(Items listed in a dataset)

════

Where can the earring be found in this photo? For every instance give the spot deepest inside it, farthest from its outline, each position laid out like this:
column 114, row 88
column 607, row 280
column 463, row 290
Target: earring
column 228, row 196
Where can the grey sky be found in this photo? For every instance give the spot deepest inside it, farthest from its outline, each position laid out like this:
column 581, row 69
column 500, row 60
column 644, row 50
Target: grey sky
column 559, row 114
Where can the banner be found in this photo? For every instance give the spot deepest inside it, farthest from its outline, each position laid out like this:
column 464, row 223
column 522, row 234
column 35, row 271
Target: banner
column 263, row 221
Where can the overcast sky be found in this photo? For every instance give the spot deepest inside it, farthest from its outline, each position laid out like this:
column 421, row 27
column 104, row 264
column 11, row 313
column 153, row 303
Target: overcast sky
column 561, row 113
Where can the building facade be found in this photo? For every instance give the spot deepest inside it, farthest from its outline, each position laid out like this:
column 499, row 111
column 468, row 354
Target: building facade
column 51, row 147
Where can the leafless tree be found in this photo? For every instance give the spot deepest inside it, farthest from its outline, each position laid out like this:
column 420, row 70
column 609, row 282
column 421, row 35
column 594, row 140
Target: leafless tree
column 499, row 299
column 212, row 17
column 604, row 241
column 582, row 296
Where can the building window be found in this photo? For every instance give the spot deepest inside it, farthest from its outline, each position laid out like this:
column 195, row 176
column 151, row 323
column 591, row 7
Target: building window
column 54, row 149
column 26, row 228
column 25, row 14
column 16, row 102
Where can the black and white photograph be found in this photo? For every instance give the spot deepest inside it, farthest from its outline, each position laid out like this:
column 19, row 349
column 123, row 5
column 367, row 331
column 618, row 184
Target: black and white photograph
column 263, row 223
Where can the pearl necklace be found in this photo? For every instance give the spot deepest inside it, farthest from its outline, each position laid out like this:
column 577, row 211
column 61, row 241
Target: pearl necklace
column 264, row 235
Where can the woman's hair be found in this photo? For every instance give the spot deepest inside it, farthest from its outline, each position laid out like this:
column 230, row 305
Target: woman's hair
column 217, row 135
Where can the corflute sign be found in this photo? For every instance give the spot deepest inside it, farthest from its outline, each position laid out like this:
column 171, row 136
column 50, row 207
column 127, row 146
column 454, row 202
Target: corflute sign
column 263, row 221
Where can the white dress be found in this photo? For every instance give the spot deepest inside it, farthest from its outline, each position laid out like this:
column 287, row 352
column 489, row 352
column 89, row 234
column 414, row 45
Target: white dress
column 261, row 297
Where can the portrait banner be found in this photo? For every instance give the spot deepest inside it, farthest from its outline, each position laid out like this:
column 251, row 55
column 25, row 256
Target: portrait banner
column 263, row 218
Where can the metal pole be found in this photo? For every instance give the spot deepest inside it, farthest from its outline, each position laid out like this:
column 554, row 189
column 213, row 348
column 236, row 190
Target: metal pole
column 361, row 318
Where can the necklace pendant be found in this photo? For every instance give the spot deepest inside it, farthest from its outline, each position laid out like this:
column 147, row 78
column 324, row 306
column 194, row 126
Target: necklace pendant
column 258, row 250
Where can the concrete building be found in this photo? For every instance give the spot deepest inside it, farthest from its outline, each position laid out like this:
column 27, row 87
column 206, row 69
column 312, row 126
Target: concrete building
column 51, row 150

════

◆ WHAT IS EXPECTED
Substitute "Label" for every "Target" in the listing, and leave everything else unchanged.

◆ ANSWER TO THIS TASK
Where can the earring be found in this photo? For every instance give the spot deepest inside it, farthest from its outline, each position laid out like this:
column 114, row 88
column 607, row 280
column 463, row 290
Label: earring
column 228, row 196
Where can the grey sky be found in this photo? For every instance give the spot deepest inside it, farthest from its outline, each position laid out like this:
column 581, row 69
column 500, row 60
column 644, row 50
Label: grey sky
column 559, row 114
Where can the banner be found in this photo? For every instance give the spot deepest inside it, farthest from its outline, each position laid out like this:
column 464, row 223
column 522, row 234
column 35, row 271
Label: banner
column 263, row 221
Where can the overcast sky be found in this photo? For every instance give the spot deepest inside it, farthest from its outline, each position laid out like this:
column 421, row 27
column 104, row 264
column 11, row 313
column 153, row 303
Label: overcast sky
column 561, row 113
Where can the building facade be found in this photo? For every instance give the spot deepest inside it, farthest from its outline, each position laid out like this:
column 499, row 111
column 468, row 354
Label: building facade
column 51, row 147
Where can the leafless tree be found in this photo? For every instance give the spot deepest inside it, farthest from its outline, each position laid out like this:
column 420, row 70
column 609, row 282
column 421, row 35
column 594, row 140
Label: leafless tree
column 499, row 299
column 212, row 17
column 604, row 241
column 582, row 296
Where can the building window be found in this photo? For every instance give the spot deepest inside it, farthest from its outline, each position laid out like this:
column 195, row 176
column 151, row 323
column 591, row 7
Label: building window
column 54, row 149
column 26, row 228
column 25, row 14
column 16, row 102
Where can the black and white photograph be found in this photo? For every instance give the spot deepest inside it, farthest from its outline, each position laid out like this:
column 19, row 349
column 123, row 5
column 367, row 331
column 618, row 184
Label: black and white photograph
column 263, row 223
Where can the pearl necklace be found in this photo? For every instance give the spot deepest inside it, farthest from its outline, each position laid out like this:
column 577, row 211
column 61, row 241
Label: pearl necklace
column 264, row 235
Where can the woman's hair be found in this photo? For every instance give the spot deepest inside it, farthest from its outline, each position laid out like this:
column 230, row 305
Label: woman's hair
column 217, row 135
Where can the corflute sign be found in this photo? For every instance give the spot deepest inside it, farthest from its outline, each position laid out like this:
column 171, row 136
column 50, row 207
column 127, row 146
column 454, row 202
Label: corflute sign
column 263, row 221
Where can the white dress be found in this photo? For every instance give the spot deepest inside it, farthest from its outline, each position laid out like this:
column 287, row 352
column 489, row 352
column 89, row 234
column 414, row 45
Label: white dress
column 261, row 297
Where can the portrait banner be found in this photo? For every instance give the spot deepest inside it, farthest from its outline, each position laid out like this:
column 251, row 55
column 25, row 256
Label: portrait banner
column 263, row 218
Where can the metal pole be found in this photo? For every instance give the spot deepest inside it, farthest from its outline, each position laid out like this:
column 554, row 189
column 213, row 348
column 236, row 190
Label: metal pole
column 361, row 318
Where can the necklace pendant be found in this photo? For every instance give the spot deepest inside it, farthest from its outline, each position laid out like this:
column 147, row 78
column 324, row 306
column 194, row 126
Label: necklace pendant
column 258, row 250
Where can the concrete building be found in this photo? For every instance give the spot deepest inside it, farthest from its outline, each position laid out like this:
column 27, row 87
column 206, row 69
column 312, row 126
Label: concrete building
column 51, row 150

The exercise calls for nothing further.